[AIM]: List every four-digit year mentioned in the passage on gun control in Germany.

## BEGIN READING TEXT

The main critic, however, is when you look at it from your own present position in your backyard and think that this situation is and has to be the norm worldwide.

Take "gun control" in Germany for instance.

Until the 19th century, any control of weapons (guns) was unknown in the German countries.
This changed first during the Napoleonic wars - I've got a gun license issued by the Royaume de Westphalie (from some maternal ancestor).
Later (1851), the Prussian Criminal Code made it an offence to deal with and to carry firearms hidden in sticks or similar.

During the period of the German Empire, there were various laws/regulations where you weren't allowed to carry arms, the dealing with weapons was more regualted, criminal acts done with firearms were punished with more prison time ... ... ....

There were some attempts by conservative parties to get a more stricter law regulating the ownership of weapons, but this was stopped by the outbreak of WWI.

The first order, which could be called "gun control" was issued in December 1918, followed by the law in 1919: you had to register your weapons, weapons were only allowed to those, who got a license ... ...

## END READING TEXT
## BEGIN DATASET

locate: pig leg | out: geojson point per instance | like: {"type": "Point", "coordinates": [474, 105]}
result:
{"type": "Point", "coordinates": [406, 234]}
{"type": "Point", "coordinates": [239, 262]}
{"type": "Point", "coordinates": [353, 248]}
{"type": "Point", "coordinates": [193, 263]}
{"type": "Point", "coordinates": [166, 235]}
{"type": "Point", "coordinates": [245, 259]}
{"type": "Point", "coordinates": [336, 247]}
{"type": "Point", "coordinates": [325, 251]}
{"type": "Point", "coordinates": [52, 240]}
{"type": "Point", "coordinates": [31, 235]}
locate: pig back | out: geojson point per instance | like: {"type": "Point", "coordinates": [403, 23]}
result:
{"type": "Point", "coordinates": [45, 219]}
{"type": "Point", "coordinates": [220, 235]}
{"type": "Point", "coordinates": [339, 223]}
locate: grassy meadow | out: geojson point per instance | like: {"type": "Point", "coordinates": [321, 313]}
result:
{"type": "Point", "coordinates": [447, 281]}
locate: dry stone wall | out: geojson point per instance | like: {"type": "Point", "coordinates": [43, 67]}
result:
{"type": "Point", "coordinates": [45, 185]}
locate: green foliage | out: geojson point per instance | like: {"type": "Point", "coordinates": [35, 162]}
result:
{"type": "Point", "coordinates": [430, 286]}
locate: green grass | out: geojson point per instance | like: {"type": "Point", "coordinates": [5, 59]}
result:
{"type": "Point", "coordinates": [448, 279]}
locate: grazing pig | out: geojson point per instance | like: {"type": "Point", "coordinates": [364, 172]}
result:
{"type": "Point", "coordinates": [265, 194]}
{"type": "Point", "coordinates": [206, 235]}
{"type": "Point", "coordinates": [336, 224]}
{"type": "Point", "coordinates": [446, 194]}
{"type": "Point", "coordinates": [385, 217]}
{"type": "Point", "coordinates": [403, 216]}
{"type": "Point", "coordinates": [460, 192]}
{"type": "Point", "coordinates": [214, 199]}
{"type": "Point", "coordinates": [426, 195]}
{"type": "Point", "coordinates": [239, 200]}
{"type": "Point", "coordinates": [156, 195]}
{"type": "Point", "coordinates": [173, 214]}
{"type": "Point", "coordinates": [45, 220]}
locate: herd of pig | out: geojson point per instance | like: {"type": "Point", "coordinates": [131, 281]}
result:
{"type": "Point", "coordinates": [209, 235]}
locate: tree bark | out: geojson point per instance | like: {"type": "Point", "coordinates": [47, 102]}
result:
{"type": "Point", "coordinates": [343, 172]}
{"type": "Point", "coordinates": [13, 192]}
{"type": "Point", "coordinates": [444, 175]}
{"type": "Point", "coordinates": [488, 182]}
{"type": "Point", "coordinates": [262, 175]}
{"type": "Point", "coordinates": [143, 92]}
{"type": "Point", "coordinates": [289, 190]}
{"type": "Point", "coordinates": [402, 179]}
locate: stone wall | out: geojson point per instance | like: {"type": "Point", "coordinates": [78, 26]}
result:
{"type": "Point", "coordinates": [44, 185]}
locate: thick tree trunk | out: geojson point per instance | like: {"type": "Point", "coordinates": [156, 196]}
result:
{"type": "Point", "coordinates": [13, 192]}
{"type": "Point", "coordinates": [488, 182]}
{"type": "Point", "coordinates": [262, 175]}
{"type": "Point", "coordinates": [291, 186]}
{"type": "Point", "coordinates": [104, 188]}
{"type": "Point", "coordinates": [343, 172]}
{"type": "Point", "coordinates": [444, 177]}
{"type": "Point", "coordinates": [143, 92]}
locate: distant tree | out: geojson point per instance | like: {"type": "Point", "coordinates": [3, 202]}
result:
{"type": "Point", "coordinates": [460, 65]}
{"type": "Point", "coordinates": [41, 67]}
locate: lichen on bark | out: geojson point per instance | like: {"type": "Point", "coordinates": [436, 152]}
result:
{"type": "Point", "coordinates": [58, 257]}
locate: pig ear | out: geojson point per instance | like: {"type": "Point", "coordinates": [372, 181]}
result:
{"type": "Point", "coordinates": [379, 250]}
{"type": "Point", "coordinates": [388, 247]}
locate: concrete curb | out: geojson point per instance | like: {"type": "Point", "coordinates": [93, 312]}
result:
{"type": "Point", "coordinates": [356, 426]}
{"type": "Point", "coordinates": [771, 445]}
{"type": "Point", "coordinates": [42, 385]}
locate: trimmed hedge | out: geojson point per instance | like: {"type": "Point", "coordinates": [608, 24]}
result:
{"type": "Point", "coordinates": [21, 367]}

## END DATASET
## BEGIN DATASET

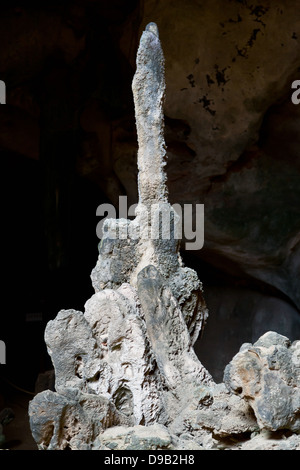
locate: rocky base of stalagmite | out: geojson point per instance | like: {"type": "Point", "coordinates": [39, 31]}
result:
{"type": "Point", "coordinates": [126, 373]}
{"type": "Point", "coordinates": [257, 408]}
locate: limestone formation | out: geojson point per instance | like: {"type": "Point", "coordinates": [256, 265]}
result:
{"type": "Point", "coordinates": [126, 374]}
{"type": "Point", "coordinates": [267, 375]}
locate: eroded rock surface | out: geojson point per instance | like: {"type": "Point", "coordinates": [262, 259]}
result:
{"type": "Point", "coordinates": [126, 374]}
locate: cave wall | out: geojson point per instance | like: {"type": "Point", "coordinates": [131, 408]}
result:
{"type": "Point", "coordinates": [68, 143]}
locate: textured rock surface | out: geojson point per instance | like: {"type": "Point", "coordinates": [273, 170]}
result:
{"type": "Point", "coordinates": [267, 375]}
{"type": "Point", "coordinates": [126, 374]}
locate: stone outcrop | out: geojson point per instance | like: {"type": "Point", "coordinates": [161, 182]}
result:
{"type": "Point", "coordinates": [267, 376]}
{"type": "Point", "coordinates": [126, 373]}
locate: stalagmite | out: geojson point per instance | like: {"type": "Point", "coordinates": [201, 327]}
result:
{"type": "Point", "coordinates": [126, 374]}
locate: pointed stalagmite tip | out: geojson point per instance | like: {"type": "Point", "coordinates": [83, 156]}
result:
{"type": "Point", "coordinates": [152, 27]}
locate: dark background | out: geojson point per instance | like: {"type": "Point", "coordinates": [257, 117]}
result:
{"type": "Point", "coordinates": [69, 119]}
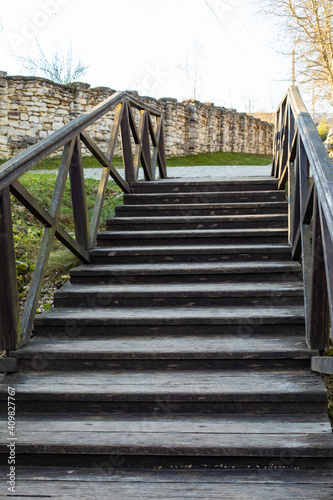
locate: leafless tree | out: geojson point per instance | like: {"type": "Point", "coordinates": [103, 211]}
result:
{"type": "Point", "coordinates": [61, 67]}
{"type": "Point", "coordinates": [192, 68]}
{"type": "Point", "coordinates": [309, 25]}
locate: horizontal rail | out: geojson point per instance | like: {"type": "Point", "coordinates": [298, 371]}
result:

## END DATASET

[RESPONSE BELOW]: 1851, 1918, 1919